**Brief 1**
According to the marriage research passage, what percentage of white women who were high school graduates had married by age 40 in 1950?
**Brief 2**
Extract the stretch of the marriage research passage from "This figure grew" through "spheres of life.", copied word for word.

**Provided text**
But there may be a silver lining. The odds are improving, with more college-educated women getting married now than in the past, according to research done by Wharton Business and Public Policy Department professor Betsey Stevenson and doctoral student Adam Isen.

In 1950, 74 percent of college-educated white women had married by the age of 40, compared to 90 percent of their high school graduate counterparts.

This figure grew to 86 percent by 2008, much closer to the 88 percent of high school graduate white women.

Isen said the choice of study reflects the overall broadening focus of economics.

“In the past, people associated economics with studying markets and money,” he said, explaining that the field has recently begun to include social spheres of life.

“It’s important to think about family behavior in the context of economic behavior and markets — they all go together.”

Stevenson agreed, saying she does research to understand the intersection of work and family, and how family situation affects the incentive to be employed, and vice versa.

It’s all about making choices, she said.

“Public policy affects the incentive to be in the workforce — incentives interact with families.”

According to the two researchers, the overall fall in marriage rates and smaller difference between the 1950 and 2008 groups that the study found can be explained in part by the departure from the “specialized” model of marriage, under which men focus on the workforce and women on the home.

“With opportunities for women in the labor market opening up, it’s become more costly to have a specialized homemaker,” Stevenson said.

She and Isen explained that increasing access to education and higher wage rates for women have increased the cost for women of staying at home.

“In relative terms, women have less interest in and less perceived benefits from marriage” than previously, Isen said.

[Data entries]
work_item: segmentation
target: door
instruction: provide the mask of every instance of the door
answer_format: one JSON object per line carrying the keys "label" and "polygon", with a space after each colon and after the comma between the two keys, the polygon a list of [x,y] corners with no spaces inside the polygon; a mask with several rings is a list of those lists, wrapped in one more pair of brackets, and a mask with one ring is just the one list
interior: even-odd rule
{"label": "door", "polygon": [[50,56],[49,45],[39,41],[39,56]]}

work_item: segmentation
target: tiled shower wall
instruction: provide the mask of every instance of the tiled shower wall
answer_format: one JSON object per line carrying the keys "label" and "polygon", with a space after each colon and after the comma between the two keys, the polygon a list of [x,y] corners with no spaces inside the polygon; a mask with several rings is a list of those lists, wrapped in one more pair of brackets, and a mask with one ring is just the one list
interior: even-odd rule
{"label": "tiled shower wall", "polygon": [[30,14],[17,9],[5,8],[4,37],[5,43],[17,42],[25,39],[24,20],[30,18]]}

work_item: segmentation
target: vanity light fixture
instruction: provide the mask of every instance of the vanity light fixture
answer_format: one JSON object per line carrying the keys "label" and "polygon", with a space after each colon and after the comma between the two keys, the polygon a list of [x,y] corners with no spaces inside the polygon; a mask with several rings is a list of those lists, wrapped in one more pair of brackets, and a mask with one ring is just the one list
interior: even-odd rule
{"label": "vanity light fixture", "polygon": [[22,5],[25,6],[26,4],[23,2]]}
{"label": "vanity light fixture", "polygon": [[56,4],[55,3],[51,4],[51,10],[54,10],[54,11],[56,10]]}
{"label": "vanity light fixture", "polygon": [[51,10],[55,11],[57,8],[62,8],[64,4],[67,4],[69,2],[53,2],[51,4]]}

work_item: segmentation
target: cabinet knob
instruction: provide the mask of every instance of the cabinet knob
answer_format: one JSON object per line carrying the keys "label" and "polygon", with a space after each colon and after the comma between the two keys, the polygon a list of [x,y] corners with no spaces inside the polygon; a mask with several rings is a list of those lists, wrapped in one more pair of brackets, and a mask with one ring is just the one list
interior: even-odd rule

**Answer 1**
90 percent

**Answer 2**
This figure grew to 86 percent by 2008, much closer to the 88 percent of high school graduate white women.

Isen said the choice of study reflects the overall broadening focus of economics.

“In the past, people associated economics with studying markets and money,” he said, explaining that the field has recently begun to include social spheres of life.